**GIVEN TASK:** Please extract the passage of the grammar essay below between "This is what" and "message across better.", inclusive, copying it word for word.

===== TEXT EXTRACT =====

Lately, I have encountered an increasing number of people who are popping blood vessels over what they perceive to be the deterioration of proper English in the United States. I don’t know if it ever occurs to them that hardly anyone in North America speaks proper classic English anymore and that most of us don’t consider most modern adaptations of English bad. Everyone makes language adapt to their purposes. The debate seems to arise over how much we are allowed to bend language. These self-anointed grammar police mostly complain about the misuse of punctuation and abbreviations since a generation raised on texting and Facebook does seem to have an obsession with ellipses, LOL’s, : ), SMH’s, misplaced semicolons, and any other grammatical error known to humankind. Although I do eventually arrive at a similar conclusion as these expert grammarians—proper grammar is superior to improper grammar—I do find room within the bounds of effective communication when butchered grammar is the best medium for an intended message. 

I’m not a lover of grammar, but a lover of communication. I love grammar to the extent that it advances communication. After all, good grammar and good communication usually work in tandem. The question must be asked, however, does proper grammar ever inhibit good written or spoken communication? By good communication I mean the act of a receiver receiving an intended encoded message from a sender.

To take this elementary process of communication even a step further, communication at its best is not merely about the transference of an intended message, but moreover a message which provokes an intended action or mode of thought. For instance, Gabriel García Márquez's classic work, One Hundred Years of Solitude, uses the best of literary techniques to, among other things, influence readers toward pacifism. When your momma used to tell you to "Go do the dishes now!" she envisioned that you would stop playing video games, get off the couch, and begin cleaning the dishes. Otherwise, if you did not obey, she envisioned you getting smacked upside your head! 

On the other hand, I have witnessed others use butchered grammar techniques, both written and spoken, to give a beautiful message which would have been diminished had they blindly adhered to conventional grammatical rules. The best example I can think of is John Perkins. Perkins is an ex farm boy with a fourth grade Mississippi education, yet he is one of the best communicators I have ever heard. Whenever he speaks he usually makes all kinds of grammatical blunders, and he knows it too. I once heard him joke that if God gave him the gift of tongues that he would ask for the gift of English instead! Yet, his style works for him because he recognizes that he—stuttering, mishaps, stammering and all—is the message. The power of his message spans beyond any content he could conjure up; the power of his message is that a messenger from humble beginnings from the South could prophetically speak to the soul of this world.            

This is what I'm really trying to say: Deviation from conventional rules of grammar is justifiable and sometimes necessary to communicate some intended messages to certain audiences. The issue is not that people abuse grammar, but that they do so ignorantly without an intended purpose.

Please forgive me for my unintended grammatical blunders in this essay, but please applaud me for the ones that got my message across better.

===== DATA EXCERPTS =====

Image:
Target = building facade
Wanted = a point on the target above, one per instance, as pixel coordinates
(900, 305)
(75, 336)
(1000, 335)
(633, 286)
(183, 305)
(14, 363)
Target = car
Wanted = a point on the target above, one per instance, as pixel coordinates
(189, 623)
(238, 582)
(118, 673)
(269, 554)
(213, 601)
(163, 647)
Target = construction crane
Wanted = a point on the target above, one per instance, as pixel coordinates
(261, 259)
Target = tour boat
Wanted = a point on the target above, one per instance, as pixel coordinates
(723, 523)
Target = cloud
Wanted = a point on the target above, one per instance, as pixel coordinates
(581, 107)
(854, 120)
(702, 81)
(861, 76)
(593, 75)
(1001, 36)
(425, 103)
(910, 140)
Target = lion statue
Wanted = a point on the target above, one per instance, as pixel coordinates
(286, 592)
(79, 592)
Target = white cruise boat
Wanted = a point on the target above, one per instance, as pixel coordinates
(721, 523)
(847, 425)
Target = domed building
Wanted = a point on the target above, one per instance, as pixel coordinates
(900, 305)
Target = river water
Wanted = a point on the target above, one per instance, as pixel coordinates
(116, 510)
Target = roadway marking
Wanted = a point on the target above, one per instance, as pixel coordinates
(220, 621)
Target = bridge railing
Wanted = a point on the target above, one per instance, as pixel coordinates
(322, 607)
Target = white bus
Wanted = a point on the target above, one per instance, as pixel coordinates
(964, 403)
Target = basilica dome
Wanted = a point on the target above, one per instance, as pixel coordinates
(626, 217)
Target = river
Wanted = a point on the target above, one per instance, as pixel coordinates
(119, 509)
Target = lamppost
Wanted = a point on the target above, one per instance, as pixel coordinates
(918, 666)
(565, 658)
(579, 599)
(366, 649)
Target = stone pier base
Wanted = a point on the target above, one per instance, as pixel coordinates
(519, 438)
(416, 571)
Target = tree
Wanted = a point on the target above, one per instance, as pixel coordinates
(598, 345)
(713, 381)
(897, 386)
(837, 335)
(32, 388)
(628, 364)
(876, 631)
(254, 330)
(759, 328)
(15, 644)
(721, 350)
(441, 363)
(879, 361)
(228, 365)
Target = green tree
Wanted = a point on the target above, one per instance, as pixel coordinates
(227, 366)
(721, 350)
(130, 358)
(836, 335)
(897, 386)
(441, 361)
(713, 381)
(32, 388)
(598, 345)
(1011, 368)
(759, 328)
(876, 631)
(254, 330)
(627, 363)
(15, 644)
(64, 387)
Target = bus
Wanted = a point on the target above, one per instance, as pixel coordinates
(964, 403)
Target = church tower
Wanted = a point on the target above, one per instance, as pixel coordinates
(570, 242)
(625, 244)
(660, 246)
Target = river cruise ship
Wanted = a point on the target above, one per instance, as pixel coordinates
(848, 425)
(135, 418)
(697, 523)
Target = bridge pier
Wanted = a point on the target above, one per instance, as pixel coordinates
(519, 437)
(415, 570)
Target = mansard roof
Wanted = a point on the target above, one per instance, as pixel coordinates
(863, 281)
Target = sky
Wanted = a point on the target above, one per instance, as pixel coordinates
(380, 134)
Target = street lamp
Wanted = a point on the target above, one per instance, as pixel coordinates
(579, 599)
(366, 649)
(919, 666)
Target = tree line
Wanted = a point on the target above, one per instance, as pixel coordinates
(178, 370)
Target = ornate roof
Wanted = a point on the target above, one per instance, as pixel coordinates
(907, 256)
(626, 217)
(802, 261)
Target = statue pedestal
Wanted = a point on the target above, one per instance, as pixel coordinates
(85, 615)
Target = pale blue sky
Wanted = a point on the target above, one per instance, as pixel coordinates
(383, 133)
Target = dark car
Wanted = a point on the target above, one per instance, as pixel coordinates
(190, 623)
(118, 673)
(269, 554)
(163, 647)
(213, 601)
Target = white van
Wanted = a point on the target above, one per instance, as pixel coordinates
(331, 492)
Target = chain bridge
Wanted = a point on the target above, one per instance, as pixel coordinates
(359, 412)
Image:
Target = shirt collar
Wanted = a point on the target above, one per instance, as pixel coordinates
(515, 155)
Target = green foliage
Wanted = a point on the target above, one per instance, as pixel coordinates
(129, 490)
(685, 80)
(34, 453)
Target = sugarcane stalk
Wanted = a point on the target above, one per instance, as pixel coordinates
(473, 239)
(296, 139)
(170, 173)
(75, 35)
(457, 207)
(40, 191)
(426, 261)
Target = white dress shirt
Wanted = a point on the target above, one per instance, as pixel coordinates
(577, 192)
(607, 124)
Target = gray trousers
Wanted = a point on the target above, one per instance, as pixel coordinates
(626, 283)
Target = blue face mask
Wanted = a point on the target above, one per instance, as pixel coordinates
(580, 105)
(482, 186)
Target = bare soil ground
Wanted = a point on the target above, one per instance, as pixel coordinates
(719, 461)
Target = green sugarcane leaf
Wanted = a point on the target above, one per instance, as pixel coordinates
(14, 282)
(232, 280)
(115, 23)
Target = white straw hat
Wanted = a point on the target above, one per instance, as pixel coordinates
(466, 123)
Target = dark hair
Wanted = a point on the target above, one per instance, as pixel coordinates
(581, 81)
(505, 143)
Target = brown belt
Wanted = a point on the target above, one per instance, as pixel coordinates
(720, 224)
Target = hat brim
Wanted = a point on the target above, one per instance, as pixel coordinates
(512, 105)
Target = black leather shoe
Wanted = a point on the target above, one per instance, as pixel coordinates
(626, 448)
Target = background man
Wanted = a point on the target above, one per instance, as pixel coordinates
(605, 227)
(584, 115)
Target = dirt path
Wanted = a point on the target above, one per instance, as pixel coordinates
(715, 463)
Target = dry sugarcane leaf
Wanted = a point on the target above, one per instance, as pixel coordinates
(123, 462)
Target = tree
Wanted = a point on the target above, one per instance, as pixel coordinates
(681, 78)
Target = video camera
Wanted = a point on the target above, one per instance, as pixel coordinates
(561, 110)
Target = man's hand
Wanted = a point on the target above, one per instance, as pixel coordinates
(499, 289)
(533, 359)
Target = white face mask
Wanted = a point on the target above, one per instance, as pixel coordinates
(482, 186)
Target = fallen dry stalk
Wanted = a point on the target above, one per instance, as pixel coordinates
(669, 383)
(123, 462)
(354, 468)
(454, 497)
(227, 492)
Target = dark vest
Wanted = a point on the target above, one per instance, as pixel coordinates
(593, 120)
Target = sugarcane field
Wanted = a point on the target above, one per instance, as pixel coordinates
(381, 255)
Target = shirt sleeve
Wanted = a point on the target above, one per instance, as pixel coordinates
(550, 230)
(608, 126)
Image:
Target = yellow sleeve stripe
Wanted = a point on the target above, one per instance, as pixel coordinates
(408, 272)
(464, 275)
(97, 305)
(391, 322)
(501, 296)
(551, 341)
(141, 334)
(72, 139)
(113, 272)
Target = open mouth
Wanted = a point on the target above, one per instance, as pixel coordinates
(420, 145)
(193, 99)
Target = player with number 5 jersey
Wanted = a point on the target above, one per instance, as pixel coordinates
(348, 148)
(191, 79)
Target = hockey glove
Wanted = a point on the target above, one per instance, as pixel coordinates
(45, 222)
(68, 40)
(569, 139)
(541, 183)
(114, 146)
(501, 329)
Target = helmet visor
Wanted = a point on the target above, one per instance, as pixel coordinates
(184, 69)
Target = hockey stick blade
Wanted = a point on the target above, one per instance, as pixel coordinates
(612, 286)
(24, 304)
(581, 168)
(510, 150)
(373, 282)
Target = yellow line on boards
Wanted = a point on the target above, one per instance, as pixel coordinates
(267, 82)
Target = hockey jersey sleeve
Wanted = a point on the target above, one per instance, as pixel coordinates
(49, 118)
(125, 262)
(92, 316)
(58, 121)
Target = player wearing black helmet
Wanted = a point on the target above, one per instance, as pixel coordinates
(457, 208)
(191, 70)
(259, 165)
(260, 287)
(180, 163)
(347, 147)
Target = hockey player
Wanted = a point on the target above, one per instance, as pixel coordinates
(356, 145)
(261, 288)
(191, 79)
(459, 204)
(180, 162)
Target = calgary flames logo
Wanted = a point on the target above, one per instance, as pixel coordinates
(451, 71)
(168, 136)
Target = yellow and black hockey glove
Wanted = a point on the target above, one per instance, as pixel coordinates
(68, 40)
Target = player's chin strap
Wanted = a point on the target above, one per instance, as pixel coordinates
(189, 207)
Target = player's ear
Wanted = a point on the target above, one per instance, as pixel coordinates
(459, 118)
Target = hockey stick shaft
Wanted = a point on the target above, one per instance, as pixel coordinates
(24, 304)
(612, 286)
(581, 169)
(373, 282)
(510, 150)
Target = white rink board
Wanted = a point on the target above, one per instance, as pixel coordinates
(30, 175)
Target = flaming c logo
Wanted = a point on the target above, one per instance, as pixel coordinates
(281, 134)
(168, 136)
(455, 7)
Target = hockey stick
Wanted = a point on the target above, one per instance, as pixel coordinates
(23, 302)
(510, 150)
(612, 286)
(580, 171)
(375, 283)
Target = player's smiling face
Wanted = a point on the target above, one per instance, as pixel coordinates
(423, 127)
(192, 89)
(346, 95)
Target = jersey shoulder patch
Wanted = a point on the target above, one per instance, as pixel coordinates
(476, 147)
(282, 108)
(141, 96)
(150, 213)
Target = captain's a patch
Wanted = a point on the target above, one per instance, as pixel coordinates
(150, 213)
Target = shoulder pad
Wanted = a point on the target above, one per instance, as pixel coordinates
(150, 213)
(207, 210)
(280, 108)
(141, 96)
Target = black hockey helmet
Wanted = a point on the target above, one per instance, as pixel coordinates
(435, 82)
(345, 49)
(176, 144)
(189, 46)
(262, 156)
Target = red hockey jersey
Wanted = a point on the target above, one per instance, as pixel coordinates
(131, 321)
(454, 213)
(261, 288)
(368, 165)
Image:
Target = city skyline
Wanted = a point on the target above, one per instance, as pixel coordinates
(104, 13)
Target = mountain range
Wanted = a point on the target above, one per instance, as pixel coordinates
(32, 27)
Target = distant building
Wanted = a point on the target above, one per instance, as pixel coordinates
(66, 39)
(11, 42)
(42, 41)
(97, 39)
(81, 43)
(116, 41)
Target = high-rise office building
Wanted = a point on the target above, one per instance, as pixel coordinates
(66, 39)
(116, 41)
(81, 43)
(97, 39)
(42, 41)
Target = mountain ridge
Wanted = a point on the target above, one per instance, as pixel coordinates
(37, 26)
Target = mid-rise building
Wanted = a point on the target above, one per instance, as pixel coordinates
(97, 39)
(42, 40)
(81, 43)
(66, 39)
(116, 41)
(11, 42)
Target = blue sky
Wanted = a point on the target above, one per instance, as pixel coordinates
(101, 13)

=====

**RESULT FOR THIS EXERCISE:**
This is what I'm really trying to say: Deviation from conventional rules of grammar is justifiable and sometimes necessary to communicate some intended messages to certain audiences. The issue is not that people abuse grammar, but that they do so ignorantly without an intended purpose.

Please forgive me for my unintended grammatical blunders in this essay, but please applaud me for the ones that got my message across better.